__EXERCISE TASKS__.
a) Reproduce the stretch of the passage about Murty from "In his writings, Murty" through "his own philosophy.".
b) Name every book by Murty whose title appears in the passage about Murty.

Murty occupies a distinctive position among philosophers. “He is a heterodox thinker as well as a critical traditionalist. Few specialists in Advaita Vedanta have been so severely critical as he has been in Revelation and Reason in Advaita Vedanta, and few have presented such an admiring exposition of it as he has done in his Advaitic Notion. His writings contain original ideas, critical observations and insightful comparisons.” To the question put to him by Arvind Sharma about where he stood philosophically, Murty candidly replied, “I oscillate between Śankara and Rāmānuja”.

Murty was a fervent writer. His first book in Telugu titled Śrimad Bhagavadgītā: Navayakhyanamu, comprising about 500 pages, was published in 1941when he was just 13; his last book Life, Thought and Culture in India (A.D. 300-1000) was published in 2002 when he was 78. In the intermittent years, he published 13 books in Telugu, 31 books in English, and one book in Hindi.

In his writings, Murty demonstrated that philosophy does not deal with abstract and abstruse issues alone, for him the ‘problems of philosophy are nothing but the problems of life’. That is why his writings are relevant to our time and needs.

Murty agreed with the saying that there are no final answers in Philosophy. For him, “No mortal is omniscient and infallible, and there can be no policies and programs which are perfect and immutably correct. Practical wisdom is often the result of a heated and direct clash of many viewpoints”. This, he admits, is mutatis mutandis applicable to the theories and explanations propounded by him. Murty was open to all kinds of criticisms of his own philosophy.

Murty studied Philosophy and spent all his working life teaching in Andhra University. He served as Vice-chancellor of Sri Venkateshwara University, Tirupati; and Vice-chairman University Grants Commission, New Delhi. In 1992, an international seminar was organized on his philosophy. Professor Murty was present throughout the seminar. In the concluding session of the seminar, he responded to the criticisms of his participants.

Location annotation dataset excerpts
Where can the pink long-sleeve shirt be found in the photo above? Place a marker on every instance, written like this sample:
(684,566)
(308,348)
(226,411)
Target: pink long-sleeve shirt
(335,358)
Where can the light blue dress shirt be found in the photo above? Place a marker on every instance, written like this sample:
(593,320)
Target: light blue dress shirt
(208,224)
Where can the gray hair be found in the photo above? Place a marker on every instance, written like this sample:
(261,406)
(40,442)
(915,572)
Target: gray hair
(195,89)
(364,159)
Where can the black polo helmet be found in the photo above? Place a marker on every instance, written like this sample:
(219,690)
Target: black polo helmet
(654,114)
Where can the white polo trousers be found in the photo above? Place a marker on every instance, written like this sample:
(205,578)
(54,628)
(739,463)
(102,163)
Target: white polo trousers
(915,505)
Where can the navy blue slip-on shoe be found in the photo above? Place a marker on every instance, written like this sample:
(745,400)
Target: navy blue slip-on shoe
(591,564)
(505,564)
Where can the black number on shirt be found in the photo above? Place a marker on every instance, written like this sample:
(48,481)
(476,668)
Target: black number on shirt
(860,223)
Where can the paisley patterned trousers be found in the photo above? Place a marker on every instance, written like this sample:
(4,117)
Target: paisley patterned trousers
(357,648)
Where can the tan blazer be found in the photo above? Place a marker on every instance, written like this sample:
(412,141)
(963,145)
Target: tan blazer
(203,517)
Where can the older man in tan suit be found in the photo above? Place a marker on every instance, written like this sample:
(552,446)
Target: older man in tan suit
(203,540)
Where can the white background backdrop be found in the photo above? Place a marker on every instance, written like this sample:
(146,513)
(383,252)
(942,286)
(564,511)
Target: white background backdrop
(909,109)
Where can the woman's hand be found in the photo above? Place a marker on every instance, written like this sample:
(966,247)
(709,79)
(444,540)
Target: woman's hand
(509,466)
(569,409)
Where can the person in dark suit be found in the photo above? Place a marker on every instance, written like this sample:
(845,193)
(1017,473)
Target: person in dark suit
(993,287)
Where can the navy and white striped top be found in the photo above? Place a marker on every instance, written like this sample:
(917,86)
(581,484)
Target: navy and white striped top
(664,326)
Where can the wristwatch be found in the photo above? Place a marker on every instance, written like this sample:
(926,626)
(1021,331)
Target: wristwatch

__RESULTS IN ORDER__.
a)
In his writings, Murty demonstrated that philosophy does not deal with abstract and abstruse issues alone, for him the ‘problems of philosophy are nothing but the problems of life’. That is why his writings are relevant to our time and needs.

Murty agreed with the saying that there are no final answers in Philosophy. For him, “No mortal is omniscient and infallible, and there can be no policies and programs which are perfect and immutably correct. Practical wisdom is often the result of a heated and direct clash of many viewpoints”. This, he admits, is mutatis mutandis applicable to the theories and explanations propounded by him. Murty was open to all kinds of criticisms of his own philosophy.

b)
- Revelation and Reason in Advaita Vedanta
- Advaitic Notion
- Śrimad Bhagavadgītā: Navayakhyanamu
- Life, Thought and Culture in India (A.D. 300-1000)